## What is expected
Rescale the records from their beginning through the line containing "[250, 114, 357, 260]", both ends included, and give every line again with the requests kept unchanged, including their sample boxes. Multiply each bounding-box coordinate in the answers by 0.4, round to whole numbers with halves rounded up, and return only these lines.

## Material for this exercise
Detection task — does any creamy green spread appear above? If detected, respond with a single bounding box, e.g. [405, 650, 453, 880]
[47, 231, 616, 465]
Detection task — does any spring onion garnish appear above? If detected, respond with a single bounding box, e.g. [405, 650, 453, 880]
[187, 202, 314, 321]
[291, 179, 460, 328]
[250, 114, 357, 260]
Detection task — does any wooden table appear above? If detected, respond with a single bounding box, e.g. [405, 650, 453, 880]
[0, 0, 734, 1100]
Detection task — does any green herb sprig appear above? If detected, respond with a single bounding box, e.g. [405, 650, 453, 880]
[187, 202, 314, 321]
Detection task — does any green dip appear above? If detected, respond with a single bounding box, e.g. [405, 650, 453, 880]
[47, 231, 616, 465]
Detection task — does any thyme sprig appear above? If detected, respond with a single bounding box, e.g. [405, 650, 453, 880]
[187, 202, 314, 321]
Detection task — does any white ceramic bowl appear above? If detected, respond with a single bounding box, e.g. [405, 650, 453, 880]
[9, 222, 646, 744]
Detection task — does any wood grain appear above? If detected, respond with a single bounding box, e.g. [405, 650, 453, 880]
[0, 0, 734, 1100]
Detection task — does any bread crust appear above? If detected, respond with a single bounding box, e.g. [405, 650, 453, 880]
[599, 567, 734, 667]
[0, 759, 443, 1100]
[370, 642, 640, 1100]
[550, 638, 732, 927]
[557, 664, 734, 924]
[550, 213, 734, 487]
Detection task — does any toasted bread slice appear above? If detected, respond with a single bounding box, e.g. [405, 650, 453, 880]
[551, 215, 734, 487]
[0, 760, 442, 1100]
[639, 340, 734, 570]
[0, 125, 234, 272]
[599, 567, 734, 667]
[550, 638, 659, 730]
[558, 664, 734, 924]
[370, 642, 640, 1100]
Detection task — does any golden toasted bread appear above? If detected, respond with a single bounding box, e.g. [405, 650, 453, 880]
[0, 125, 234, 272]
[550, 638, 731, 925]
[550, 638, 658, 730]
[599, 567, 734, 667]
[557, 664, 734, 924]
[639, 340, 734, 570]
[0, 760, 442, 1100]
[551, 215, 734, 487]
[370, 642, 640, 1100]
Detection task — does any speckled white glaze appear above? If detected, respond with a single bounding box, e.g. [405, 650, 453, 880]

## Answer
Detection task — does any creamy green spread appear above? If detected, respond with a single bounding box, e.g. [405, 650, 453, 880]
[19, 92, 246, 186]
Detection task — does any spring onion garnish appear above? If detected, respond with a single bounding box, e.g. [405, 650, 453, 880]
[75, 81, 126, 128]
[116, 72, 184, 131]
[100, 46, 143, 104]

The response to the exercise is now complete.